* _THE PROBLEM_: Render every line of the material below as a Markdown table with the columns Row and Text. Number the rows in order and skip any blank lines.

* _DATA SUPPLIED_:
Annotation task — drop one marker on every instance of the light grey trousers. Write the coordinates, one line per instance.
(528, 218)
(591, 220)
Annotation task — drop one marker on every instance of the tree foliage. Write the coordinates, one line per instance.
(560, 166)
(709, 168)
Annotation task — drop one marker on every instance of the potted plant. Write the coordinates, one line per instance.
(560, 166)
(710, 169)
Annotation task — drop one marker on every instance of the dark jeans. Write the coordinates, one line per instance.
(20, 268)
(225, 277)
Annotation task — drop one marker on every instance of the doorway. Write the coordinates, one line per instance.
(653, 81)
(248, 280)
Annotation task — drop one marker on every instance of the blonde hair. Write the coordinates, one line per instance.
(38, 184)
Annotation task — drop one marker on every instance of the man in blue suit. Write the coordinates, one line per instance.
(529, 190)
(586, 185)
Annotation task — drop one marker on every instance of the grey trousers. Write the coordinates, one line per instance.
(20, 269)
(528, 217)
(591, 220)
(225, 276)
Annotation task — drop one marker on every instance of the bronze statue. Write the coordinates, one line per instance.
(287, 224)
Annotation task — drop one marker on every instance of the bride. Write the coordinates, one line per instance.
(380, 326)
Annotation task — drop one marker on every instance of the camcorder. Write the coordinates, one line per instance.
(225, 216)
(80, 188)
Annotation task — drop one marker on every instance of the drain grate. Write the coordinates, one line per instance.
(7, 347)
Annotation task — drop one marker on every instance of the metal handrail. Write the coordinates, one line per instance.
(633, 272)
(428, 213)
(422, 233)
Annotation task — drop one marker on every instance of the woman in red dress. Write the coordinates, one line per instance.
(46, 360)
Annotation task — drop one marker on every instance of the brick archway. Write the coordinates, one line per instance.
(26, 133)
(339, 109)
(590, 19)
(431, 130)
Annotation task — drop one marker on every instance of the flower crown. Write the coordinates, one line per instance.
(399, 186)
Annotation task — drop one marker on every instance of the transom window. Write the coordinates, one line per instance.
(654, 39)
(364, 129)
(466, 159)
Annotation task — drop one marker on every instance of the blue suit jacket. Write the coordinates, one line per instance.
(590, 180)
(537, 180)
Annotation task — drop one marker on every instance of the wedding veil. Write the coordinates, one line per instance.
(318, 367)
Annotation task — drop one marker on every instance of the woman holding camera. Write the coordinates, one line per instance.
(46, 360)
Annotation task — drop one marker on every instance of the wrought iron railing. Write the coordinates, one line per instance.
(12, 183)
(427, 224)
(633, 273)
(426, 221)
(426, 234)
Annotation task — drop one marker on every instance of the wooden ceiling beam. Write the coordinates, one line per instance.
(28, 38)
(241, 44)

* _ANSWER TO THE TASK_:
| Row | Text |
|---|---|
| 1 | Annotation task — drop one marker on every instance of the light grey trousers. Write the coordinates, one line per instance. |
| 2 | (528, 218) |
| 3 | (591, 220) |
| 4 | Annotation task — drop one marker on every instance of the tree foliage. Write the coordinates, one line per instance. |
| 5 | (560, 166) |
| 6 | (709, 168) |
| 7 | Annotation task — drop one marker on every instance of the potted plant. Write the coordinates, one line per instance. |
| 8 | (560, 166) |
| 9 | (710, 169) |
| 10 | Annotation task — drop one marker on every instance of the dark jeans. Write the coordinates, one line per instance. |
| 11 | (20, 268) |
| 12 | (225, 277) |
| 13 | Annotation task — drop one marker on every instance of the doorway. Write the coordinates, one line per instance. |
| 14 | (653, 81) |
| 15 | (248, 280) |
| 16 | Annotation task — drop one marker on every instance of the blonde hair. Write the coordinates, one line per instance. |
| 17 | (38, 184) |
| 18 | Annotation task — drop one marker on every instance of the man in blue suit. Write the coordinates, one line per instance. |
| 19 | (529, 190) |
| 20 | (586, 185) |
| 21 | Annotation task — drop one marker on every instance of the grey trousers. Write the coordinates, one line per instance. |
| 22 | (20, 269) |
| 23 | (528, 217) |
| 24 | (591, 220) |
| 25 | (225, 276) |
| 26 | Annotation task — drop one marker on every instance of the bronze statue. Write the coordinates, one line per instance. |
| 27 | (287, 224) |
| 28 | Annotation task — drop one marker on every instance of the bride. Write the coordinates, one line per instance. |
| 29 | (380, 326) |
| 30 | Annotation task — drop one marker on every instance of the camcorder. Write the coordinates, one line per instance. |
| 31 | (225, 216) |
| 32 | (80, 188) |
| 33 | Annotation task — drop one marker on every instance of the drain grate. Write the coordinates, one line per instance. |
| 34 | (7, 347) |
| 35 | Annotation task — drop one marker on every instance of the metal handrail. Write the coordinates, one line per instance. |
| 36 | (633, 272) |
| 37 | (428, 213) |
| 38 | (422, 233) |
| 39 | Annotation task — drop one marker on every instance of the woman in red dress. Write the coordinates, one line per instance. |
| 40 | (46, 360) |
| 41 | Annotation task — drop one marker on every instance of the brick archway. Write the coordinates, one line per instance. |
| 42 | (26, 133) |
| 43 | (339, 109) |
| 44 | (590, 19) |
| 45 | (431, 130) |
| 46 | Annotation task — drop one marker on every instance of the flower crown. Write the coordinates, one line per instance. |
| 47 | (399, 186) |
| 48 | Annotation task — drop one marker on every instance of the transom window. Write the coordinates, one line per instance. |
| 49 | (654, 39) |
| 50 | (364, 129) |
| 51 | (466, 159) |
| 52 | Annotation task — drop one marker on every instance of the blue suit jacket. Write the coordinates, one line per instance. |
| 53 | (590, 180) |
| 54 | (537, 180) |
| 55 | Annotation task — drop one marker on every instance of the wedding veil. Write the coordinates, one line per instance. |
| 56 | (318, 367) |
| 57 | Annotation task — drop one marker on every instance of the woman holding camera. Write the coordinates, one line per instance. |
| 58 | (46, 360) |
| 59 | Annotation task — drop one marker on every instance of the wrought iron railing. Write the coordinates, one line per instance. |
| 60 | (12, 183) |
| 61 | (427, 224) |
| 62 | (633, 273) |
| 63 | (426, 221) |
| 64 | (426, 234) |
| 65 | Annotation task — drop one marker on every instance of the wooden ceiling beam. Write the coordinates, one line per instance. |
| 66 | (28, 38) |
| 67 | (241, 44) |